Models run around 22 March, prior to the move to Level 4 lockdown, forecasted that total case numbers in New Zealand would approach 4,000 within a few weeks. However, by early April the effects of the border closure on 19 March and the full lockdown on 26 March were starting to be observed in actual case numbers, and there was a marked downshift in the forecast for future cases. The model was very accurate day-to-day as case numbers were accelerating prior to lockdown, whereas it began to over-forecast case numbers as the lockdown progressed. This was evidence that the containment policy was working.

By the time lockdown restrictions were eased on 27 April, the Re had declined to 0.2, with new case numbers declining to zero on some days over subsequent weeks.

In summary, the New Zealand experience has illustrated the usefulness of the Wallinga model for the calculation of a real-time Re for the COVID-19 pandemic, particularly when coupled with a forecasting model for case numbers.

### References

- Nishiura, H., et al. Serial interval of novel coronavirus (2019-nCoV) infections. Int J Infect Dis 2020;93:283-286. doi:10.1101/2020.02.03.20019497.
- Li, X., et al. Early Transmission Dynamics in Wuhan, China, of Novel Coronavirus-Infected Pneumonia. N Engl J Med. 2020;382, doi:10.1056/NEJMoa2001316.
- Lipsitch, M., et al. Transmission dynamics and control of severe acute respiratory syndrome. Science 2003;300:1966–70.
- Ferretti, L., et al. Quantifying SARS-CoV-2 transmission suggests epidemic control with digital contact tracing. Science 2020;368, doi: 10.1126/science.abb6936.
- Wallinga, J., Teunis, P. Different Epidemic Curves for Severe Acute Respiratory Syndrome Reveal Similar Impacts of Control Measures. Am J Epidemiol 2004;160:509-516.

● ● ● ●

## How to complete this task:
Copy the passage from the excerpt on COVID-19 case modeling in New Zealand, from "In summary, the" up to and including "Med. 2020;382, doi:10.1056/NEJMoa2001316.".

● ● ● ●

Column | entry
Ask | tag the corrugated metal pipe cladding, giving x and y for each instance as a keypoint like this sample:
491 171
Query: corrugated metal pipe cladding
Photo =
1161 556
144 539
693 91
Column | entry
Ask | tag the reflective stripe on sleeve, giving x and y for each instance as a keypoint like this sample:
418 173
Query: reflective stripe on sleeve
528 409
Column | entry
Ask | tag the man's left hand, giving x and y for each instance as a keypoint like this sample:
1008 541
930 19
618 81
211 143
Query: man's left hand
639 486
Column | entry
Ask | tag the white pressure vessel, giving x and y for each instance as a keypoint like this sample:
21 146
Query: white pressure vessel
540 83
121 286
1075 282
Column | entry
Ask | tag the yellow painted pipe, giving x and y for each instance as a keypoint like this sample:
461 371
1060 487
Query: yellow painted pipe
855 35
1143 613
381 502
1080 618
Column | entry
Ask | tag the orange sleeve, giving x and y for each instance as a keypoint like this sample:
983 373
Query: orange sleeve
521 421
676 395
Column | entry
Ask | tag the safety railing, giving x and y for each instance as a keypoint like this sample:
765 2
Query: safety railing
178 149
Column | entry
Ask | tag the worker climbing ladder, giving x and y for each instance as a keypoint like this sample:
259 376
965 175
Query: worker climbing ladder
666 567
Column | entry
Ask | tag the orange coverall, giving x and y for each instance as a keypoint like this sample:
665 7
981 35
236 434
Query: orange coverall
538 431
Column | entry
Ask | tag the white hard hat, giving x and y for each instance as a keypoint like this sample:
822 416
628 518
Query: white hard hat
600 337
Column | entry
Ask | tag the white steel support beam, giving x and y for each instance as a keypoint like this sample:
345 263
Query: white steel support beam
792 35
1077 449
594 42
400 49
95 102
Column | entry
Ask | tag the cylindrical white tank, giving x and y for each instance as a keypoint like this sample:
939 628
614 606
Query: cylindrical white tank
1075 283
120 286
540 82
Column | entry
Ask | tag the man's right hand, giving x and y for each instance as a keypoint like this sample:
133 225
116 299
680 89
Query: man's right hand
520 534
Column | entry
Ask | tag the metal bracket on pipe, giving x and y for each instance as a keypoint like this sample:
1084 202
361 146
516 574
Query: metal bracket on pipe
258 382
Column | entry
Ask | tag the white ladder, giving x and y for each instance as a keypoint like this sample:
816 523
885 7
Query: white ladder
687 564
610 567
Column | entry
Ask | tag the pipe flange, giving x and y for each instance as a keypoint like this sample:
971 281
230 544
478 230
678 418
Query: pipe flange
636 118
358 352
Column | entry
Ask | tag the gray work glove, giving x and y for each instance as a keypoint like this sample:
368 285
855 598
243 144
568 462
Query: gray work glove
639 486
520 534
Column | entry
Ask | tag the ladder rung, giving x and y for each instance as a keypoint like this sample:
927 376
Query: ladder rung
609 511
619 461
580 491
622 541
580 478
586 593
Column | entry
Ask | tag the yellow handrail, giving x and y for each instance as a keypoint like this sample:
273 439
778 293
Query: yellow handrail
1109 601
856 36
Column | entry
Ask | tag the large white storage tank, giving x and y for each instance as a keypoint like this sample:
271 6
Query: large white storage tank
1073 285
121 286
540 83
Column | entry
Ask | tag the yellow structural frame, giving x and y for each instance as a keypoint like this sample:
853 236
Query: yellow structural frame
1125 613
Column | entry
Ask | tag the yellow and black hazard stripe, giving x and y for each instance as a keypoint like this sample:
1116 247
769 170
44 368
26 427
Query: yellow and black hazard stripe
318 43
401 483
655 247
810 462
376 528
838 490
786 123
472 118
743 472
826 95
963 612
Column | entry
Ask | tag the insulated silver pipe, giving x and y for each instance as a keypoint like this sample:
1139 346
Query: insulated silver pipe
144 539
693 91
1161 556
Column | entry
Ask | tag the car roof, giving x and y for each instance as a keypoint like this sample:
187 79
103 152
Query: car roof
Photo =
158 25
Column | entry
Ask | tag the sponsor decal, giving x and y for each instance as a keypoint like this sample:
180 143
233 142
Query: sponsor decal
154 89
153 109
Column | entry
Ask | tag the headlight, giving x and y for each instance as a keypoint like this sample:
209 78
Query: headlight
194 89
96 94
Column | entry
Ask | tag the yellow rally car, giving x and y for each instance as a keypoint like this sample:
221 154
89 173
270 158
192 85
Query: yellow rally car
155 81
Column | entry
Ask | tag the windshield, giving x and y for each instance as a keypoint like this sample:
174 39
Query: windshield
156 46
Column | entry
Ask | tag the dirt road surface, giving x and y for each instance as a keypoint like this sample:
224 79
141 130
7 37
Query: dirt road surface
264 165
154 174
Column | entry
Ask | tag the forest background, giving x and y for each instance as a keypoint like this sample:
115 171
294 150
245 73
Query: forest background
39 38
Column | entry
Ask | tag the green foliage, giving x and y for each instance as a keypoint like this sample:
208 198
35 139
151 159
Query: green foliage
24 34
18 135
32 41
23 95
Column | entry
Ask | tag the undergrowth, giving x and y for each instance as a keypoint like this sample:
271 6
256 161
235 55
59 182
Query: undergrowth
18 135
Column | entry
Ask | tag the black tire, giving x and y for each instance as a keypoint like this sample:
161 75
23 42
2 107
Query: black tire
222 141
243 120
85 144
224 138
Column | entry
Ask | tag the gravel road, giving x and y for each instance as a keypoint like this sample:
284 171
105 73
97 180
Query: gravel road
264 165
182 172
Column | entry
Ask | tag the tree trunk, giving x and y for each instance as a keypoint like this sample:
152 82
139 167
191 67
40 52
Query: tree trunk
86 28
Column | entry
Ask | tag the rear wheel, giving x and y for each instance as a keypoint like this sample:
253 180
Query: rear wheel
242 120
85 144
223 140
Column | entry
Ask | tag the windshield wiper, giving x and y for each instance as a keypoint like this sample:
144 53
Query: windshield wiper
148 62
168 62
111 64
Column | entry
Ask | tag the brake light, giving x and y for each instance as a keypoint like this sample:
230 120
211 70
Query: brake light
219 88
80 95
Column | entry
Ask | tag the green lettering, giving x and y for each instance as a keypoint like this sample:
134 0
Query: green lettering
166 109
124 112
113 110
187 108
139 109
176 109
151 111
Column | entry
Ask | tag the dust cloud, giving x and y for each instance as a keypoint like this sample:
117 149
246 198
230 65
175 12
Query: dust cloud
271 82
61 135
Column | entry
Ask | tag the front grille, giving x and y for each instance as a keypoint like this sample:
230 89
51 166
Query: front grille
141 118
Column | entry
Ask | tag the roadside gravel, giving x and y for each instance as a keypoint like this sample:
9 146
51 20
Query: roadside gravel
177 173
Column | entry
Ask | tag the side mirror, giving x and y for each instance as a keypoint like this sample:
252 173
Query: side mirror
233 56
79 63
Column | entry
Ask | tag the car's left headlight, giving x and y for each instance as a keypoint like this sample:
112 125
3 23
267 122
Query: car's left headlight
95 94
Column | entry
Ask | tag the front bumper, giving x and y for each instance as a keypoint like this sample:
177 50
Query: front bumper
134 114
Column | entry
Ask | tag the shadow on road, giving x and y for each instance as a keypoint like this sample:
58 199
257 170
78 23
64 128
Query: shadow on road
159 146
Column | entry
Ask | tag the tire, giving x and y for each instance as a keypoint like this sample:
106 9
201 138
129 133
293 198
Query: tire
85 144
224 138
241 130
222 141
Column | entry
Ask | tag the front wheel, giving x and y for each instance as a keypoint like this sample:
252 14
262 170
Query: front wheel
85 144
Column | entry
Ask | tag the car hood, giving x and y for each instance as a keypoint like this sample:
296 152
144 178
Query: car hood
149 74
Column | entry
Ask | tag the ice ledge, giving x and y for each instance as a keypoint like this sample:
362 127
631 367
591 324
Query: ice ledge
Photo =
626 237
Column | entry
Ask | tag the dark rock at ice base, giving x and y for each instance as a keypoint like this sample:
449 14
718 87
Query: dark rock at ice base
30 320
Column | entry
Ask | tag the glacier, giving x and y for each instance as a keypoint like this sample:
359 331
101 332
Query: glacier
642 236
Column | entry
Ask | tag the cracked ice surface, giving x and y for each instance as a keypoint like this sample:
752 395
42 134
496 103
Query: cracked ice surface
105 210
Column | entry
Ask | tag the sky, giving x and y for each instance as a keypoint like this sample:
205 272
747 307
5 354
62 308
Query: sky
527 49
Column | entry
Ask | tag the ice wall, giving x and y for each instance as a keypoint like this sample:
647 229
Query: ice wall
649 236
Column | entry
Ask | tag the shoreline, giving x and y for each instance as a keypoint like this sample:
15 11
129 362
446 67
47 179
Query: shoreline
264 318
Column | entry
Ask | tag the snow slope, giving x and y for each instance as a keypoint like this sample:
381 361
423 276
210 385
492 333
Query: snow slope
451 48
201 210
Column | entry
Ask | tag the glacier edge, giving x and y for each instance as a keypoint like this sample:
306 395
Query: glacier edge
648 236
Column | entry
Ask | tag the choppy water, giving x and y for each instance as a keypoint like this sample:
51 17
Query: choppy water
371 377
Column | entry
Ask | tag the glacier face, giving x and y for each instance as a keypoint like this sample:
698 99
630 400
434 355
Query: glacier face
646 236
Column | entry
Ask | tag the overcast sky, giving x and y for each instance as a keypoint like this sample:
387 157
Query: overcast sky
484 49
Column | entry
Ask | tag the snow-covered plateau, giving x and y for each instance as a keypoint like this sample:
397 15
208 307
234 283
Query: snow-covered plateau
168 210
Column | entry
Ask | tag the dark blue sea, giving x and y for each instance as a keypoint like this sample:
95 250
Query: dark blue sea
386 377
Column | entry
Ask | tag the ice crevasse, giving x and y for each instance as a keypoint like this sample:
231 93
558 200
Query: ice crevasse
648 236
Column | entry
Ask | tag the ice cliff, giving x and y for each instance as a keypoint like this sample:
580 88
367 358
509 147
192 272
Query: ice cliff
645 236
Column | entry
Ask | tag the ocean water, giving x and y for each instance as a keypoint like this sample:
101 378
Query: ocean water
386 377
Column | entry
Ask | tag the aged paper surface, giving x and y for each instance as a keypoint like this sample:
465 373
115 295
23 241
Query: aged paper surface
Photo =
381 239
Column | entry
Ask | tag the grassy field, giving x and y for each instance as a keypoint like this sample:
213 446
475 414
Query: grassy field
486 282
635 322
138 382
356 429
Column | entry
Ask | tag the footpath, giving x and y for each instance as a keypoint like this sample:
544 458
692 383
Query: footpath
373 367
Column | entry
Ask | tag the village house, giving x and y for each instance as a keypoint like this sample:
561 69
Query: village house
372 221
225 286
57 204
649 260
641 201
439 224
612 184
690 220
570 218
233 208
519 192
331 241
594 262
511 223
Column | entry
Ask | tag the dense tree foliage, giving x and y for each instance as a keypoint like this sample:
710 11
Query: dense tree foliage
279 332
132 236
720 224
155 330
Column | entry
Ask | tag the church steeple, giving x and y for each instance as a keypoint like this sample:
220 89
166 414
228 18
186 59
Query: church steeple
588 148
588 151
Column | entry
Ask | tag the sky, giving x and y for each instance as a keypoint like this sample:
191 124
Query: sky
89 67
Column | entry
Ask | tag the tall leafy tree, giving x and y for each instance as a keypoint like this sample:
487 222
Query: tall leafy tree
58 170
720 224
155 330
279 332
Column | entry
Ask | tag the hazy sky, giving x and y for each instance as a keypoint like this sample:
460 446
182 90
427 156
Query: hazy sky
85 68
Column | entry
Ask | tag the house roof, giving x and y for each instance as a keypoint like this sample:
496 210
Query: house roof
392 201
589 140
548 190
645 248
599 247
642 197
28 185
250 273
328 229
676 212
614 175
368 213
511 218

● ● ● ●

## Completed task:
In summary, the New Zealand experience has illustrated the usefulness of the Wallinga model for the calculation of a real-time Re for the COVID-19 pandemic, particularly when coupled with a forecasting model for case numbers.

### References

- Nishiura, H., et al. Serial interval of novel coronavirus (2019-nCoV) infections. Int J Infect Dis 2020;93:283-286. doi:10.1101/2020.02.03.20019497.
- Li, X., et al. Early Transmission Dynamics in Wuhan, China, of Novel Coronavirus-Infected Pneumonia. N Engl J Med. 2020;382, doi:10.1056/NEJMoa2001316.